Source records.
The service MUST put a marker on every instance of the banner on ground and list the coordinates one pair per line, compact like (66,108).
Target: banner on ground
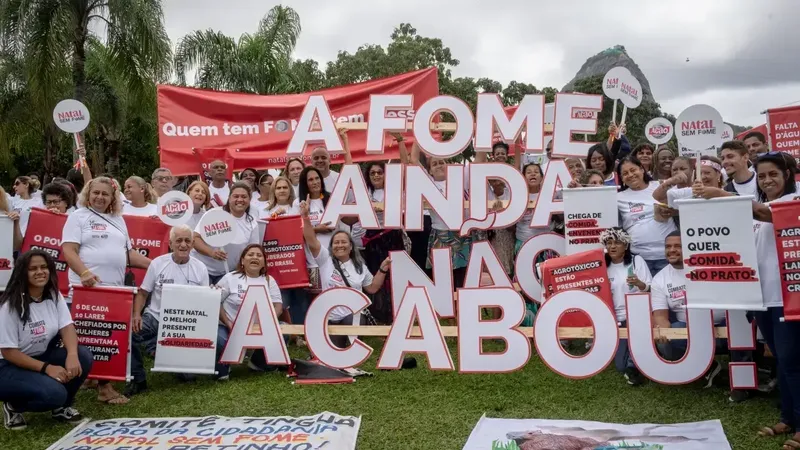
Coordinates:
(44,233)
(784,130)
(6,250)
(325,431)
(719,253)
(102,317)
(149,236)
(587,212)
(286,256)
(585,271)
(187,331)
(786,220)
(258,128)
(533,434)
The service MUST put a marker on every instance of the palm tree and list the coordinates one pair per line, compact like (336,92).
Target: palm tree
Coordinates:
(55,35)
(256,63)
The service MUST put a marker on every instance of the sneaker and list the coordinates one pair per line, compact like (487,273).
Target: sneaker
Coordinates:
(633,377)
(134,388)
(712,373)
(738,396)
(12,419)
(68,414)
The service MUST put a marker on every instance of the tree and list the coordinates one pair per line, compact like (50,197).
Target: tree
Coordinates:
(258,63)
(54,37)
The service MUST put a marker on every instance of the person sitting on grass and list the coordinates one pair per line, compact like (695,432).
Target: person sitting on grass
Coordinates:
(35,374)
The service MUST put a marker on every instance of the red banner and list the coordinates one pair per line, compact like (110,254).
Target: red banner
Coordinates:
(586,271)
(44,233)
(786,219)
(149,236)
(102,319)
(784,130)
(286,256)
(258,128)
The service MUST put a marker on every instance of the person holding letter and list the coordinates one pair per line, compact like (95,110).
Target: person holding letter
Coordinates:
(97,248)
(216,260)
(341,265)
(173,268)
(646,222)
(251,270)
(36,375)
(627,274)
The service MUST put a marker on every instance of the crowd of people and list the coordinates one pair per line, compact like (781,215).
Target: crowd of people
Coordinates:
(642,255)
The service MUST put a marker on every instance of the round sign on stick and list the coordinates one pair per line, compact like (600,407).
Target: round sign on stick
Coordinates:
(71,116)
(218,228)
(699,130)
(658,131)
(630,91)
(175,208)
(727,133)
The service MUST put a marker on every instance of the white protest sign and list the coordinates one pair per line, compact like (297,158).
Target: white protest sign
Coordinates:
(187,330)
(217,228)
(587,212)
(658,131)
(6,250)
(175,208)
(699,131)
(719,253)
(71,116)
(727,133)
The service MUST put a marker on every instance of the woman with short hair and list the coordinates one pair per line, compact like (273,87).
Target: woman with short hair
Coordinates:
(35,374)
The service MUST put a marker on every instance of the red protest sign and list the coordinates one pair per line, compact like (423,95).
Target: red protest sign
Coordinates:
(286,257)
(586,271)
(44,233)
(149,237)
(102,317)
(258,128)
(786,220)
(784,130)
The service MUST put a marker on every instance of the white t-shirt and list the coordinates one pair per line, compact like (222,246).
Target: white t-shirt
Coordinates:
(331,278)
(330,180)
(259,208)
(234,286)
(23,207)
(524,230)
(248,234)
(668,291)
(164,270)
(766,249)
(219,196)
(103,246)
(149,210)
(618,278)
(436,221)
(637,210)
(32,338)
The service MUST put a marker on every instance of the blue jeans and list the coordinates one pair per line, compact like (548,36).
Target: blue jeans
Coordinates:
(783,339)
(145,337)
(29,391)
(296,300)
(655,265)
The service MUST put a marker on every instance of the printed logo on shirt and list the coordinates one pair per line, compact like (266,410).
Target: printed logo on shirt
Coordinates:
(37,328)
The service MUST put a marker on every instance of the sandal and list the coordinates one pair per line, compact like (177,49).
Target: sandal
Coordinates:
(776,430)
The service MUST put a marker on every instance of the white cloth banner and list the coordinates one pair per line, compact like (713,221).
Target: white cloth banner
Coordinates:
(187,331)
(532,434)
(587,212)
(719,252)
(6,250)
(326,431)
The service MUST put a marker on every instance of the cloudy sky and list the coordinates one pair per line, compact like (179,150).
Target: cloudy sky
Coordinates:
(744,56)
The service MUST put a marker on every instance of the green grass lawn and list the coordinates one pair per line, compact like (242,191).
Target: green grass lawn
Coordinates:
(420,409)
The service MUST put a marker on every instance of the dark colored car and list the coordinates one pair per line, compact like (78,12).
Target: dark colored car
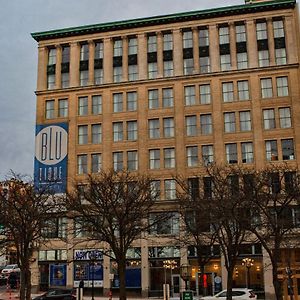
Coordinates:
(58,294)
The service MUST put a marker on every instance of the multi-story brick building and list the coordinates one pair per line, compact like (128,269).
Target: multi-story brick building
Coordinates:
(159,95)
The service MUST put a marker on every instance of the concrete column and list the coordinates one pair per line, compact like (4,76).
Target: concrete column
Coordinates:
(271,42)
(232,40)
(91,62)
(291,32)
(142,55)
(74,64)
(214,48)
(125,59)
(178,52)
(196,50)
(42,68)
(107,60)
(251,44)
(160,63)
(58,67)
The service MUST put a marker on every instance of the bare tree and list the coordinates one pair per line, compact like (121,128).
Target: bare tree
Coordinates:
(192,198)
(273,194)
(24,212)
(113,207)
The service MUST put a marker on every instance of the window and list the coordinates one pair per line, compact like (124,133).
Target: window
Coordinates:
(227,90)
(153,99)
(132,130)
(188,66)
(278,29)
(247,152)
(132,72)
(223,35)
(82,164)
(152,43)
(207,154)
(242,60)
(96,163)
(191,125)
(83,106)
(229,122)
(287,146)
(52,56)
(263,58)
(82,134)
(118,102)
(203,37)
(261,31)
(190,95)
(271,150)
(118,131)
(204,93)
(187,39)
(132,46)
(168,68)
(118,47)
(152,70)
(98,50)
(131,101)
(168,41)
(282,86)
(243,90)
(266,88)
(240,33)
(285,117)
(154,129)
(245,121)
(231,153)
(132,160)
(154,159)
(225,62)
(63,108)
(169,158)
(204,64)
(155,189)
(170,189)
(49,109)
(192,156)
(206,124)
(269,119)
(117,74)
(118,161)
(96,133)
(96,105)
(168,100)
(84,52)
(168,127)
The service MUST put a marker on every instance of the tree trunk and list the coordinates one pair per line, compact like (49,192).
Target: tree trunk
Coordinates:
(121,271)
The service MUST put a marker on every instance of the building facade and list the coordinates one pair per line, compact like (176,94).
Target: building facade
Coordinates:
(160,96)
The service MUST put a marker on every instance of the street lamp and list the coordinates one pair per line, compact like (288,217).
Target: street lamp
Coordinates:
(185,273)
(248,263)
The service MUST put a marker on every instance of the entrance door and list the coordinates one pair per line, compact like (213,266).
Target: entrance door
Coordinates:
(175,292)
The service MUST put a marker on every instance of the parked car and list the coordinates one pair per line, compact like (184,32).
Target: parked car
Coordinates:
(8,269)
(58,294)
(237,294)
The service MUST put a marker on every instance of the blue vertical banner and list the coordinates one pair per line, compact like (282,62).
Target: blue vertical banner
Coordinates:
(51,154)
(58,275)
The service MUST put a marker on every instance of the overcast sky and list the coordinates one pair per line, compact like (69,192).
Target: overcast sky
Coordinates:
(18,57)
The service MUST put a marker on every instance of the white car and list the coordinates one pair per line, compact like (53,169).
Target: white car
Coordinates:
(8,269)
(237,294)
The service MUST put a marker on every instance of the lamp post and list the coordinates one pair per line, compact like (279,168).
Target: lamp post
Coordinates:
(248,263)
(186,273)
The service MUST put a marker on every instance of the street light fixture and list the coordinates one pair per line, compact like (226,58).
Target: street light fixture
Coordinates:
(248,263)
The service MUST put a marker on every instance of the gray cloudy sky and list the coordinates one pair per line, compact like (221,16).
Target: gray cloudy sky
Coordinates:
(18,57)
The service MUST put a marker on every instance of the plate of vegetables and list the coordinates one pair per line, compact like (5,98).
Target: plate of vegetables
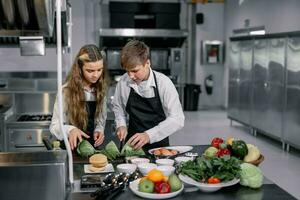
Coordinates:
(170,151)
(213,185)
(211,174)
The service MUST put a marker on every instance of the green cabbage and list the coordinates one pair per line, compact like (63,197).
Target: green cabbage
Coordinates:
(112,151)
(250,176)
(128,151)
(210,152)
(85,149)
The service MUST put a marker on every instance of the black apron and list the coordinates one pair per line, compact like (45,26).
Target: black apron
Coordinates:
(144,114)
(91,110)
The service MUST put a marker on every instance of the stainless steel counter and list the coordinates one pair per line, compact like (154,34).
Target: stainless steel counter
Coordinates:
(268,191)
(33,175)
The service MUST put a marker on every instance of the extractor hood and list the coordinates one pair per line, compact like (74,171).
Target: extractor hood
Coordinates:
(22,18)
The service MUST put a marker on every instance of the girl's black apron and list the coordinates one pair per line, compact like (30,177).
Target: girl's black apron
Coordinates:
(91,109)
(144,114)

==

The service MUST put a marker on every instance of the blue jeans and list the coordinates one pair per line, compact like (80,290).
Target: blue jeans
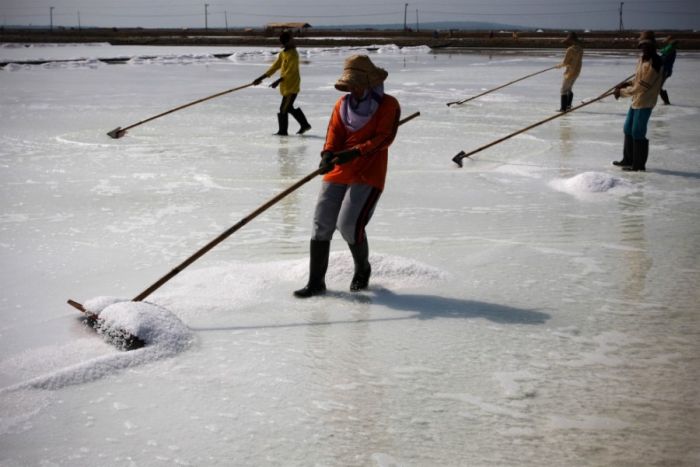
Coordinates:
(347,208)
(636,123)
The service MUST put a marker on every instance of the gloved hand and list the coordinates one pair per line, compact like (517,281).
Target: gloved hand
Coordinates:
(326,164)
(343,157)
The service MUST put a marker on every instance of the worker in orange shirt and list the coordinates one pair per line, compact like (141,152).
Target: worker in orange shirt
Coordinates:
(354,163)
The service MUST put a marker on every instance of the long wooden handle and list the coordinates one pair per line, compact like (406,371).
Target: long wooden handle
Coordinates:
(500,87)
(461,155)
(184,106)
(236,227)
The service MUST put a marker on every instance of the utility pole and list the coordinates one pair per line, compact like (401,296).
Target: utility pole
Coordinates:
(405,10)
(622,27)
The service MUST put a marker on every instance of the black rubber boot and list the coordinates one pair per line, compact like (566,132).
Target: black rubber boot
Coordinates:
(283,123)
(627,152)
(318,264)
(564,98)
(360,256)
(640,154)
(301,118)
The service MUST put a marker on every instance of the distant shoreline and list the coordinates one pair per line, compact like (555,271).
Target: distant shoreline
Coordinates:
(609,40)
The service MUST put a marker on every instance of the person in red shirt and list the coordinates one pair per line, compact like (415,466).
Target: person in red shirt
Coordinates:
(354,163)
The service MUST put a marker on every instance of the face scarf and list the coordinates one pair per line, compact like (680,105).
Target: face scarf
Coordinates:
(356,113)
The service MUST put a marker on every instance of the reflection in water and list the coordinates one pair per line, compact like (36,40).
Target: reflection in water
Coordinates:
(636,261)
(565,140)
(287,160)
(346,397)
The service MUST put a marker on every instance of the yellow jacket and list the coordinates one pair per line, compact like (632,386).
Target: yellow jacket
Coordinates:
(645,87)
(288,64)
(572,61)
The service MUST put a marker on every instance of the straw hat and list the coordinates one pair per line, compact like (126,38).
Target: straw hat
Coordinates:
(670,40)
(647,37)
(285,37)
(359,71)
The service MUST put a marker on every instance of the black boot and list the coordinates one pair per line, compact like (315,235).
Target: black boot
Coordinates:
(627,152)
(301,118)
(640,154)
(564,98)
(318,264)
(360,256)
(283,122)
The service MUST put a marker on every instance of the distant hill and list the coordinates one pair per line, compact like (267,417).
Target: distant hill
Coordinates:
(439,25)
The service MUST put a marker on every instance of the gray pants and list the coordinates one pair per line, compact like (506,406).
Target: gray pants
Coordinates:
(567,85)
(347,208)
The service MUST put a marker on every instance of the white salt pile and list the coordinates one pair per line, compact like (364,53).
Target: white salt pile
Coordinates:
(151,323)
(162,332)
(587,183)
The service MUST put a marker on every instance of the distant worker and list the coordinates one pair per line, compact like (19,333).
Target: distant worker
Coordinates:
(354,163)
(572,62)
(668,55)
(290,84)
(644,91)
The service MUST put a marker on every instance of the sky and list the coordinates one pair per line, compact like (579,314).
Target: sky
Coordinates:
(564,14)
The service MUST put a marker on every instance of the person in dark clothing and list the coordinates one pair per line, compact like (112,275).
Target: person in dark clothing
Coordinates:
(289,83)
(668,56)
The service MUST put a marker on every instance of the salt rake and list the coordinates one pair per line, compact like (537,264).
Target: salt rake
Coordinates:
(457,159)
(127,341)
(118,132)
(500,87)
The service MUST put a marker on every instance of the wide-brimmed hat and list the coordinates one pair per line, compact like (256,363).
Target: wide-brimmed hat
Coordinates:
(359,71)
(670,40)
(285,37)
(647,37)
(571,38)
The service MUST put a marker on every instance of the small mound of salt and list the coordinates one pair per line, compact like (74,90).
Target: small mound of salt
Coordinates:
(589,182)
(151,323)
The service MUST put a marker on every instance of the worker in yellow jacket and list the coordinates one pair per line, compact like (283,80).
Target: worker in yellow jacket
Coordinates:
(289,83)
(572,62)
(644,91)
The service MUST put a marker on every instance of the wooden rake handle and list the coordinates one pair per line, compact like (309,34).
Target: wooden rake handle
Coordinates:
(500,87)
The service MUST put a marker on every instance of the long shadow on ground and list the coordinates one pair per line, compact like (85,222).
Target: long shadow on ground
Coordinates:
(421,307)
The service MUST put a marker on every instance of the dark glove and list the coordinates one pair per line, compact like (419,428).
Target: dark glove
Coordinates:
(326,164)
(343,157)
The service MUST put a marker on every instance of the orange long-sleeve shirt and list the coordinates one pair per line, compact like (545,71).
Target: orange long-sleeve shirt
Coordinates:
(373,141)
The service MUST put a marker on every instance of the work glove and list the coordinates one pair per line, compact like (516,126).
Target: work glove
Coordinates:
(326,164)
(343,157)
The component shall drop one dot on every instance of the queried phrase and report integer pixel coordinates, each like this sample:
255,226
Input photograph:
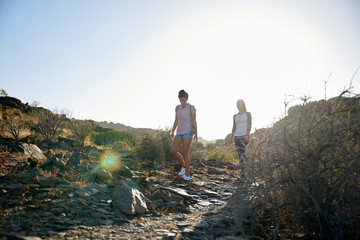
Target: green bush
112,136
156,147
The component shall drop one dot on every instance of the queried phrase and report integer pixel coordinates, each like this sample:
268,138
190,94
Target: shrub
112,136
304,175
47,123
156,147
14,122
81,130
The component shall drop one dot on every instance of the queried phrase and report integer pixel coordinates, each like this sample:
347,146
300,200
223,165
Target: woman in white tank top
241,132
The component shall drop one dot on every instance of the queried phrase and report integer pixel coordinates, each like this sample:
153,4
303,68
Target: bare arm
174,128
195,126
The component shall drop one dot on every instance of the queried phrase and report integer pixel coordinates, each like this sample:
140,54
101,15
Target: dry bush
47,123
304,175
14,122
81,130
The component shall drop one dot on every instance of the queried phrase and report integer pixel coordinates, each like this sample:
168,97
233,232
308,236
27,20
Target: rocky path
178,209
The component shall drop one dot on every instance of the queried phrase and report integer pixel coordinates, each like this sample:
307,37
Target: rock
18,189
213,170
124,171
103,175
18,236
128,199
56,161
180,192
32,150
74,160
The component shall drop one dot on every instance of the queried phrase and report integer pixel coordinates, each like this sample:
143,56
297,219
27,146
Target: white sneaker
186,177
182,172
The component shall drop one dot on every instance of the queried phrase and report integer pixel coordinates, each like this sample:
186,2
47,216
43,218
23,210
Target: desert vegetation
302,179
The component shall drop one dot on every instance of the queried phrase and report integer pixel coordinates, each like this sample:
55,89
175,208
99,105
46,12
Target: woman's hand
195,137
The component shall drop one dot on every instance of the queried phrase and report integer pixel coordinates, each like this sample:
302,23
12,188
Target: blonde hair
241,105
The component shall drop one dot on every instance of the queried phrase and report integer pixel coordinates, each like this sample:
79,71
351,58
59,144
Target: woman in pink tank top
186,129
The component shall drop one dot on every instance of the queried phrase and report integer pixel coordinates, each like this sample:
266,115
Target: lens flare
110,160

==

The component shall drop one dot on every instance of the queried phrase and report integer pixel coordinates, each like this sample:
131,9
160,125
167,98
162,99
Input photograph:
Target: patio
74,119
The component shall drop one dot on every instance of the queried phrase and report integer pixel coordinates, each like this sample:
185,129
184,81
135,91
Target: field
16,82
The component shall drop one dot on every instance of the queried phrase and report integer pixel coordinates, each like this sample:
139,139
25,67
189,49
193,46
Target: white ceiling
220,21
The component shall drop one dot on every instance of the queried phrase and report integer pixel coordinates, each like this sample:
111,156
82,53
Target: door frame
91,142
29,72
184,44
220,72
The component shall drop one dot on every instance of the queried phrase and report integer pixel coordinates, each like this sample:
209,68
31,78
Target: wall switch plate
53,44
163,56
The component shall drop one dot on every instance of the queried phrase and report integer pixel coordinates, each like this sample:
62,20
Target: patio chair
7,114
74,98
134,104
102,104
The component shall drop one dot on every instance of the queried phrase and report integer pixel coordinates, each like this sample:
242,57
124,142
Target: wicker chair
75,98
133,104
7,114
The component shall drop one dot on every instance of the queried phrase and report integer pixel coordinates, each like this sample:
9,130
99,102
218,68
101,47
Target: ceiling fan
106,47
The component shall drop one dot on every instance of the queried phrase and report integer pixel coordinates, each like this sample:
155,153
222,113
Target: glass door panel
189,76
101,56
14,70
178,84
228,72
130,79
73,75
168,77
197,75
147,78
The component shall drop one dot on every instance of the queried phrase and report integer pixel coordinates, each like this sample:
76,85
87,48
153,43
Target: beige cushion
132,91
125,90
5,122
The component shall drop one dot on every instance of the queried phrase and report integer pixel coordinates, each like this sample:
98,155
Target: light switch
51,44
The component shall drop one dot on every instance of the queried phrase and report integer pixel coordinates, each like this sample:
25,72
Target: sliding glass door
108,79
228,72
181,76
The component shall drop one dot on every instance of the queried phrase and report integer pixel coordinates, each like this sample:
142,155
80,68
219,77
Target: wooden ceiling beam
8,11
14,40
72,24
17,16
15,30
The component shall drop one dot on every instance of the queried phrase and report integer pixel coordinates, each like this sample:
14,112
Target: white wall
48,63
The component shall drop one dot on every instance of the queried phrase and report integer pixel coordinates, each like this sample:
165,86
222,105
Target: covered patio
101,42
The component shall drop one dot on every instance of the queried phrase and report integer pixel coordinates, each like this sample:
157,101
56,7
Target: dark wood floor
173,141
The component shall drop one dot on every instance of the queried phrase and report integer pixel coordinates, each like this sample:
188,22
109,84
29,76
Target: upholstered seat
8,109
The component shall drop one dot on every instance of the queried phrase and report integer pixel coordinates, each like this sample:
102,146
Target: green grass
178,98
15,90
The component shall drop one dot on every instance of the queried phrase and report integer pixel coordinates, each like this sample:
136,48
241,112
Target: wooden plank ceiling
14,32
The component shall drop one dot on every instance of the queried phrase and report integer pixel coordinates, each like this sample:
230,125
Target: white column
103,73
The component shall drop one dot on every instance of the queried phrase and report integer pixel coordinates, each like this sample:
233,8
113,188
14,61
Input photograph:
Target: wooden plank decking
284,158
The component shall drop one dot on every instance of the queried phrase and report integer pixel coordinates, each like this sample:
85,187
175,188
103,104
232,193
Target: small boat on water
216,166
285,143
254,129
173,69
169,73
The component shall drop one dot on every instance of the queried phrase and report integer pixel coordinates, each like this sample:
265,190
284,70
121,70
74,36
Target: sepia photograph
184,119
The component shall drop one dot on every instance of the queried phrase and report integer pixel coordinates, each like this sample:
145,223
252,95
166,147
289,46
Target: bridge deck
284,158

How to complete this task. The output should be exactly the lines above from the line containing "compact like (315,235)." to the line containing "Target: distant hill", inclusive, with no other lines.

Expected output.
The service MUST put a marker on every instance of the black boot and list the coordinates one pair per line, compact like (315,235).
Target: black boot
Coordinates:
(627,152)
(301,118)
(640,154)
(564,98)
(318,264)
(360,256)
(283,122)
The service MUST put a marker on every instance of the distant hill and list the coordinates one pair per line, compact like (267,417).
Target: distant hill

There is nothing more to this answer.